=== TEXTE FOURNI ===
Johan : En 2013, c’était la première fois que nous jouions en live après tant d’années. Il n’était pas question d’écrire de nouveaux morceaux à l’époque, mais à chaque fois que nous nous retrouvions et que nous jouions toutes ces chansons en live… La question d’écrire s’est posée.

Tommi : Après avoir joué au Hellfest en 2014, j’ai prévenu les gars que si nous voulions recommencer à tourner, nous devions composer ! Je ne voulais pas refaire ça sans de nouvelles chansons ! Puis le Covid est arrivé.

Johan : À cette période, nous avons essayé de montrer que nous étions toujours actifs. Nous avons sorti l’EP « Vultures » et réédité nos trois premiers albums chez Heavy Psych Sounds, en plus de quelques concerts chaque année. En fait, nous sommes vraiment surpris de voir à quel point Dozer existe toujours dans l’esprit des gens. On peut le voir dans les trends Spotify : nous n’avons jamais vraiment disparu.

Allez, les gars… Vous êtes un groupe culte pour beaucoup de fans de stoner. Mais lorsque l’on revient après quinze ans d’absence, qu’a-t-on encore à dire ?

Tommi : J’ignore encore ce que le futur nous réserve, mais c’est tellement bon de faire quelque chose. Quand nous composons, enregistrons et sortons un album, c’est fun. Nous continuerons tant que nous aurons du plaisir à le faire. Nous écrirons probablement un autre album – le prochain en ce qui me concerne étant celui de Greenleaf – donc peut-être en 2025… (rires)

Y a-t-il un message derrière  » Drifting In The Endless Void  » ?

Johan : Je pense que son sens profond est que nous sommes sur Terre mais que nous ne prenons pas soin de notre planète. Maintenant, je suis plus âgé, j’ai des enfants, nous avons des enfants, et…

Tommi : À la fin de l’album, Fredrik s’excuse auprès de ses enfants.
===
* **CONSIGNES DE L’EXERCICE**
1. Dans l’entretien avec Dozer :
(a) Dans quel festival le groupe a-t-il joué en 2014 ?
(b) Chez quel label les trois premiers albums ont-ils été réédités ?
(c) À la fin de l’album, auprès de qui Fredrik s’excuse-t-il ?
2. Poursuivez l’entretien avec Dozer après sa dernière réplique.
=== CONTENU DES DONNÉES ===
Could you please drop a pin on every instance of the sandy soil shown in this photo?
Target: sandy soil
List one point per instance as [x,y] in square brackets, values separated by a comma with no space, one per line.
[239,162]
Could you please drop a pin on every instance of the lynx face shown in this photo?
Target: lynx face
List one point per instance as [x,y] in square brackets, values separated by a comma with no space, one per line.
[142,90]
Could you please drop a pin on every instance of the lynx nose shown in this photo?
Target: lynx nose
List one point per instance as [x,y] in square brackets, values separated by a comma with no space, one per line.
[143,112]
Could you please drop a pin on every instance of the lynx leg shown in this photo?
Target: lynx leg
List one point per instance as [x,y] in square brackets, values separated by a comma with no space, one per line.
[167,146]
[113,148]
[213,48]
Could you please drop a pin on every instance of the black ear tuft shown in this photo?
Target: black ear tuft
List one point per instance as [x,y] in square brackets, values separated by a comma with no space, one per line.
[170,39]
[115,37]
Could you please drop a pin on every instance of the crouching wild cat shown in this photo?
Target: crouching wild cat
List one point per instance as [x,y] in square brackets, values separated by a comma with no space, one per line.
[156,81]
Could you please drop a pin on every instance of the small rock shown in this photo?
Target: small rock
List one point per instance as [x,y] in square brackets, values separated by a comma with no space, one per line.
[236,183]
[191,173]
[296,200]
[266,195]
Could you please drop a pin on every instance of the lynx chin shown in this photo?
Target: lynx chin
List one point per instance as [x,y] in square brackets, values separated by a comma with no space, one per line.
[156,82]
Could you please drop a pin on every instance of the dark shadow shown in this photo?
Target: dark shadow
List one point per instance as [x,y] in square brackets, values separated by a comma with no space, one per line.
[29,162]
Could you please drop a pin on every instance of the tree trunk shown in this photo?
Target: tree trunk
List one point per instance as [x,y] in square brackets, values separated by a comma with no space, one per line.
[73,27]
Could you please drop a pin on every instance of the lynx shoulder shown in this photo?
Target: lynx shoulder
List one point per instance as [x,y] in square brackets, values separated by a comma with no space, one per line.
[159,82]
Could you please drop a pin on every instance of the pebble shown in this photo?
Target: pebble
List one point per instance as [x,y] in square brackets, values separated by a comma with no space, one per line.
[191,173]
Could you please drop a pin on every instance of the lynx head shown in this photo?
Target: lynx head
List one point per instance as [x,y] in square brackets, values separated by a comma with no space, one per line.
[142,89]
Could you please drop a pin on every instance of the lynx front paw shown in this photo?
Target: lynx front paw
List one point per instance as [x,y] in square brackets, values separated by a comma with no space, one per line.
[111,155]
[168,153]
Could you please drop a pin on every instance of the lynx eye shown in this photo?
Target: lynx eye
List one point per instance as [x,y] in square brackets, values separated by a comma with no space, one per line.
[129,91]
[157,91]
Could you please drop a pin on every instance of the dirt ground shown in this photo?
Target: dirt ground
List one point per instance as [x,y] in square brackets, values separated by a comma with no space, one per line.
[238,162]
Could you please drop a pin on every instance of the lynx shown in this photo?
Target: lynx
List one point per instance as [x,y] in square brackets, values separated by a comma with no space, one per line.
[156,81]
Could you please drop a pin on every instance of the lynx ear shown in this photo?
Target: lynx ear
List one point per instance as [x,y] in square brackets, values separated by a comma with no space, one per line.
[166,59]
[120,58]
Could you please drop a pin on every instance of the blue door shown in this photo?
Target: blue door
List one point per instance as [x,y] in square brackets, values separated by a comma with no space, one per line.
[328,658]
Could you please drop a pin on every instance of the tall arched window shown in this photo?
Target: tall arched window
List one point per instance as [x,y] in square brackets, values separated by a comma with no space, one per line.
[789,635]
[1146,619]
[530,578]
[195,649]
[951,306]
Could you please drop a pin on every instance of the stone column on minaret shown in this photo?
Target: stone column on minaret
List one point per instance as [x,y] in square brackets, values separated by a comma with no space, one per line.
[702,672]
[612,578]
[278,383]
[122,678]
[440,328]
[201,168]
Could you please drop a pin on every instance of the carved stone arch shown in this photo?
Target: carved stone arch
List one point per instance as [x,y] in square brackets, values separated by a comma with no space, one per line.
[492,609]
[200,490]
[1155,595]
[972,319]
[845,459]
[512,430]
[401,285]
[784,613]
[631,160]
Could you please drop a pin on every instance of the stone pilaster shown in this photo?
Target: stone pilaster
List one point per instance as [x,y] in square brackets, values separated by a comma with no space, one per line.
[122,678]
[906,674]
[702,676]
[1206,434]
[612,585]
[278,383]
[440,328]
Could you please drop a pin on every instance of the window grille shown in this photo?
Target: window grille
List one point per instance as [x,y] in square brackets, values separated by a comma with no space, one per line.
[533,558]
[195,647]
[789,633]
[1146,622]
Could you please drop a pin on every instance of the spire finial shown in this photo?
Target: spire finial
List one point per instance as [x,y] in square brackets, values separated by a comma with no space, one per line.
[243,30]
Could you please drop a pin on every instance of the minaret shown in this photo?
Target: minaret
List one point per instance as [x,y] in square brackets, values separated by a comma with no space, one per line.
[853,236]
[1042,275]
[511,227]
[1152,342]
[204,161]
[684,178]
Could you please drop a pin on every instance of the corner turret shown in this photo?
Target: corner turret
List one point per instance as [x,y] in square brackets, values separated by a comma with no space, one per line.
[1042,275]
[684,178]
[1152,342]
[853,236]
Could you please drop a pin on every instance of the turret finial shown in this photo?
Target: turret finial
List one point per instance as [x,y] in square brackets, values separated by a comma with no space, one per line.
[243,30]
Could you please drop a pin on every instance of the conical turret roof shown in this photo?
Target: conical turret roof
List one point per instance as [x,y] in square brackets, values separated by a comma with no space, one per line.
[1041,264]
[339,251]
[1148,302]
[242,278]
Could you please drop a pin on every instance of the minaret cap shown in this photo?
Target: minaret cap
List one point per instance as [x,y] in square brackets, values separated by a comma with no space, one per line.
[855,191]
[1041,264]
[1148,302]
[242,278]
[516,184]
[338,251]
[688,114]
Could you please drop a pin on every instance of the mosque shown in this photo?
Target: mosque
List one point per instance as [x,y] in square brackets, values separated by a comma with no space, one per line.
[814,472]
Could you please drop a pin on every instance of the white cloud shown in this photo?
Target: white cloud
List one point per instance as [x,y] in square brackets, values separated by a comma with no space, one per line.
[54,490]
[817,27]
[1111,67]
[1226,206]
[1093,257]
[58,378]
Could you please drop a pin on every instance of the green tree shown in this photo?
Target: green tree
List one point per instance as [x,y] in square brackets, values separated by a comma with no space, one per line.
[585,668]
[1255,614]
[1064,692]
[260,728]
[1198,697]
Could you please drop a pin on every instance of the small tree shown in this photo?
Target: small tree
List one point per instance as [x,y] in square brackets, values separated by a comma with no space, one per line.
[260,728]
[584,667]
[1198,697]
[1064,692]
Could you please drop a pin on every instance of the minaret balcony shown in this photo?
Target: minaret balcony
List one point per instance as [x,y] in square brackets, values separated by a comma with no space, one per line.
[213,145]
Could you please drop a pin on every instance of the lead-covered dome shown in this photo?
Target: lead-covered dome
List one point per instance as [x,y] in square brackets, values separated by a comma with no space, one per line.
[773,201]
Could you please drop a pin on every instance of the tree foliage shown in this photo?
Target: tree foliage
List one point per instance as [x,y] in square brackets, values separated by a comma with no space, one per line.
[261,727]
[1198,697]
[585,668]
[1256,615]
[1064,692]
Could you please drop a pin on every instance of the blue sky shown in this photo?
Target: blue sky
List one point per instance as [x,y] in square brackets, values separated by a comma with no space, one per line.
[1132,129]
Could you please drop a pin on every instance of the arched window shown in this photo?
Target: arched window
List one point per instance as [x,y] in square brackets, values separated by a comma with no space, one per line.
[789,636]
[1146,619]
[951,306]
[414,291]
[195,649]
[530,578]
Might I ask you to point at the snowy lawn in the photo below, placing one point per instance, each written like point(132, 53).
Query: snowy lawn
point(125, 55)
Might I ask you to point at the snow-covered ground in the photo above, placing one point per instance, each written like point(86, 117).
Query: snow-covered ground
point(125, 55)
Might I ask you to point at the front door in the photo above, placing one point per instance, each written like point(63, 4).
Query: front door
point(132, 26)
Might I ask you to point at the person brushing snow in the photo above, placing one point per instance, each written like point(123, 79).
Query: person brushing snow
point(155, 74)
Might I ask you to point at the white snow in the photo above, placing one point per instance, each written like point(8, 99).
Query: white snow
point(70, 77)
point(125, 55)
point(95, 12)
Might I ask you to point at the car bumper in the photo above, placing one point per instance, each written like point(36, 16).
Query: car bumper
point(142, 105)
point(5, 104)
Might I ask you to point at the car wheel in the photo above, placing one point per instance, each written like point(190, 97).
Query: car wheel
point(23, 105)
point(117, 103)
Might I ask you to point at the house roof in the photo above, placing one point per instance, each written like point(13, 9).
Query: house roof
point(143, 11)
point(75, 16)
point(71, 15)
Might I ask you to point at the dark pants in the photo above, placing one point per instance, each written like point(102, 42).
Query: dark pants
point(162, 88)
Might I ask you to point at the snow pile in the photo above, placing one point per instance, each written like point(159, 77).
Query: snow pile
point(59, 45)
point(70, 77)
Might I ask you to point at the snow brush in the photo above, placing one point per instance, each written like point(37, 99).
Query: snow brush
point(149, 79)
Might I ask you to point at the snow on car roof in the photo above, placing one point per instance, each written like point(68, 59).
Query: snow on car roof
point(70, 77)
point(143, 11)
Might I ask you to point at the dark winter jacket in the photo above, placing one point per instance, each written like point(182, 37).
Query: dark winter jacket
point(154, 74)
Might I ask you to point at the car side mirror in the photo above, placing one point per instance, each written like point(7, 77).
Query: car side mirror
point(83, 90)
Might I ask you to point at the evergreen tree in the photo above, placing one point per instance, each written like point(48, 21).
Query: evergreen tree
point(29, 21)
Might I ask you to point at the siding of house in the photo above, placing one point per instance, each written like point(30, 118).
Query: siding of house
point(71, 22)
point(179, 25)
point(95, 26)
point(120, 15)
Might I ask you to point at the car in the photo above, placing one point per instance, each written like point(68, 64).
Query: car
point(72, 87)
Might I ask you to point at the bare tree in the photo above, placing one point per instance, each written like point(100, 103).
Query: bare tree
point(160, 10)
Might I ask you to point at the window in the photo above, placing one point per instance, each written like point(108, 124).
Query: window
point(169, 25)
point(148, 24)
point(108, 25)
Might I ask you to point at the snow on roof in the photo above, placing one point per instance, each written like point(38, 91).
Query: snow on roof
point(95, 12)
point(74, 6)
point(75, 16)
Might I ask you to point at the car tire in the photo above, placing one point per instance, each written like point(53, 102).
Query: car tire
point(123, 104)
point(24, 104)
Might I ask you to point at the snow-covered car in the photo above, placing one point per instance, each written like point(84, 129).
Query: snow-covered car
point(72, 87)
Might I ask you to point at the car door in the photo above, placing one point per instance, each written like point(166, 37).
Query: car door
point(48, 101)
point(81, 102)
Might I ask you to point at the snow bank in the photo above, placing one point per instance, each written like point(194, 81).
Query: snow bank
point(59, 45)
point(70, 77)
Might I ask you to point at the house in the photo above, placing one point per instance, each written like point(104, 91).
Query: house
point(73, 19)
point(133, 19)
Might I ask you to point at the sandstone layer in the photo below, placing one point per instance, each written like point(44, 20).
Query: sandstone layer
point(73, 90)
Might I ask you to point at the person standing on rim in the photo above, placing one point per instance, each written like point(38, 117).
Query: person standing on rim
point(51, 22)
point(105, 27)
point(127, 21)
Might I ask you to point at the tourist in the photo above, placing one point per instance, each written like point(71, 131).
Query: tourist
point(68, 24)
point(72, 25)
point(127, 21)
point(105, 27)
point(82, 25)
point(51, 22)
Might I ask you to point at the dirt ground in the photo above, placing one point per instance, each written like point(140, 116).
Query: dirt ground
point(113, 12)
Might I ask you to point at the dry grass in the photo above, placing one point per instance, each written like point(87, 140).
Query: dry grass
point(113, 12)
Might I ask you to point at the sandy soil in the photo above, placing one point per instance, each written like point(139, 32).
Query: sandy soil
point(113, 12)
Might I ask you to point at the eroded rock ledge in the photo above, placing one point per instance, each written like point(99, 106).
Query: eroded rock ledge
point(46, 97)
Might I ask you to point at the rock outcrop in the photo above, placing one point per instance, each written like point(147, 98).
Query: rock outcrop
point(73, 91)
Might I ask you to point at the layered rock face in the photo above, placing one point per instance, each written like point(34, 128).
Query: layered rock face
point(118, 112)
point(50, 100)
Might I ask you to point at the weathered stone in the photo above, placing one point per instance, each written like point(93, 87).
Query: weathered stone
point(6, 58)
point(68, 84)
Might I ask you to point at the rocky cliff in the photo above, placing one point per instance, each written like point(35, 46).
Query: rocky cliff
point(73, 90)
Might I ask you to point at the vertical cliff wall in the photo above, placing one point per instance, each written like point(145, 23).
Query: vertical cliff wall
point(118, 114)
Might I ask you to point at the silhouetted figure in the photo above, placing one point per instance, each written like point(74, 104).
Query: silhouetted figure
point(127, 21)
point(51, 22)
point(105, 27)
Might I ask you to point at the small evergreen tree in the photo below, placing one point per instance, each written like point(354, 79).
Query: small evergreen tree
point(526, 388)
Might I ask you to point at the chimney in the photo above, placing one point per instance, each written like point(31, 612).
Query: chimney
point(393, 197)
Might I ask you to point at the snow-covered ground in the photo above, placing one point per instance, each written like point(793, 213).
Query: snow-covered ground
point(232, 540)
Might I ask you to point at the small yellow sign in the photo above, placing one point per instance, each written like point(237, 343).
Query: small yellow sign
===
* **RÉPONSES PAR CONSIGNE**
1.
(a) Au Hellfest.
(b) Chez Heavy Psych Sounds.
(c) Auprès de ses enfants.

2.
Johan : « C’est l’endroit où l’on vit, ce n’est pas de ma faute. » Les humains sont des connards qui ne savent pas prendre soin de ce qu’ils reçoivent.

Tommi : Il dit quand même une chose : « Everything’s gonna be okay. » C’est la dernière parole du morceau de clotûre « Missing 13 ».

Johan : On y fait ce petit changement d’accord qui devient mineur à la fin de la chanson (ils chantent les dernières notes ensemble), pour qu’on ait le sentiment que tout n’est pas sombre.

Tommi : Fredrik voulait faire un album concept, mais il disait que ce serait trop de travail. La dernière mélodie sur « Missing 13 » est une idée que ma fille et moi avons eue. À la maison, elle a chanté quelque chose et c’était vraiment bien. Je l’ai fait écouter à Fredrik et il a réaliser que c’était la même tonalité que sa chanson… C’était l’outro parfaite. Fredrik était très heureux que ma fille ait été impliquée d’une manière ou d’une autre, car cela donnait beaucoup plus de sens au morceau.

Tommi, quelles sont les choses que tu te permets avec Dozer et que tu ne te permets pas avec Greenleaf ?

Tommi : Je pense que Greenleaf est un peu plus jammy et qu’on peut s’amuser un peu plus avec le public. Avec Dozer, on joue juste très fort et on tue tout le monde !

Quand tu as une idée pour une chanson ou un riff, comment sais-tu si ce sera pour Dozer ou Greenleaf ?

Tommi : C’est très simple. Quand je dois écrire pour un nouvel album de Greenleaf, je me concentre sur ce groupe. Même chose pour Dozer. Arvid (le chanteur de Greenleaf) a besoin de plus d’accords pour ses couplets. Fredrik n’a besoin que d’un accord et sort la meilleure mélodie qui soit, comme dans « Dust for Blood ». Arvid a besoin de quelques notes supplémentaires… Arvid est un chanteur d’opéra, plutôt de l’école rock 70’s comme Jim Morrison.

Êtes-vous conscients de la qualité de ce nouvel album ? Nous avons parlé de Lowrider et du niveau qu’ils ont atteint, et « Drifting in the Endless Void » s’en rapproche, ce qui est assez rare pour être souligné. Pour moi, le son stoner rock a quelque peu perdu ses origines, et des vétérans comme vous nous rappellent comment cette musique devrait sonner pour les vingt prochaines d’années.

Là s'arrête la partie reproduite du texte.